DOCUMENT TEXT
|---|

To be honest, when I first started shopping late last summer, that's the color I was looking at. Then I stalled until spring, and got interested in the 9-4. As it is, I ended up with black, but I'd have been happy with white too.


----------



## pedalingsquares (Feb 14, 2009)

That is sweet looking. I just built out a Caad9 and will post pics.:thumbsup:


----------



## jdmgunh (May 8, 2009)

I just ordered a white CAAD9-6. It should be a tremendous upgrade from the 25yr old noodley steel bike that I've been riding. It will also be great to have integrated shifters instead of down tube shifters. 

Steel may be real, but I prefer a snappier ride. For comfort I will switch to 25c tires when the 1st set is worn out.

I'm hoping the bike will be in Thursday, then I'll take a picture.


----------



## STARNUT (Jun 19, 2005)

best. tires. ever. made.


Starnut


----------



## Extra P (May 26, 2009)

nice, green tires on that frame....not for me..


----------



## 1017 (May 27, 2010)

The tires were not added due to color. The bike is coming with me to work in Cuba for a year so I choose a solid tire that could do well in anything that comes in my way. Much like the paris-roubaix, as these tires are mostly seen. They are great tires so far. 

But I agree, it does look somewhat odd sort of cool in a way I guess.


----------



## CHL (Jun 24, 2005)

|---|

DATA SHOWN
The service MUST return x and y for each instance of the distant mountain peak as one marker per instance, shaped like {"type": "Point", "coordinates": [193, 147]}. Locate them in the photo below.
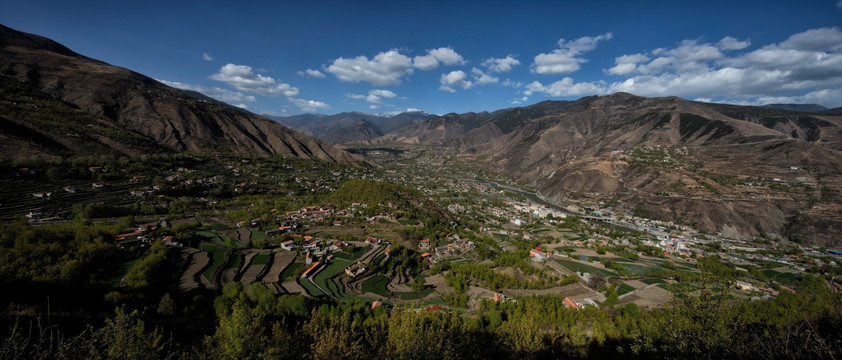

|---|

GOALS
1. Write out the passage from the bike forum thread starting at "The tires were" and ending at "way I guess.", copied word for word.
2. Pick up the bike forum thread after its final line and keep it going.

RESPONSE LIST
1.
The tires were not added due to color. The bike is coming with me to work in Cuba for a year so I choose a solid tire that could do well in anything that comes in my way. Much like the paris-roubaix, as these tires are mostly seen. They are great tires so far. 

But I agree, it does look somewhat odd sort of cool in a way I guess.

2.
1017 said:


> The tires were not added due to color. The bike is coming with me to work in Cuba for a year so I choose a solid tire that could do well in anything that comes in my way. Much like the paris-roubaix, as these tires are mostly seen. They are great tires so far.
> 
> But I agree, it does look somewhat odd sort of cool in a way I guess.


The green tires look fantastic. They remind me of how my old CAAD4 looked with Micheling Axial Pro tires. Not to hijack the thread, but how the hell are you going to Cuba for a year, assuming you are a US citizen of course?

CHL


----------



## 1017 (May 27, 2010)

CHL said:


> The green tires look fantastic. They remind me of how my old CAAD4 looked with Micheling Axial Pro tires. Not to hijack the thread, but how the hell are you going to Cuba for a year, assuming you are a US citizen of course?
> 
> CHL


Active Duty Navy. Should be pretty good gig, work, beach, study and ride.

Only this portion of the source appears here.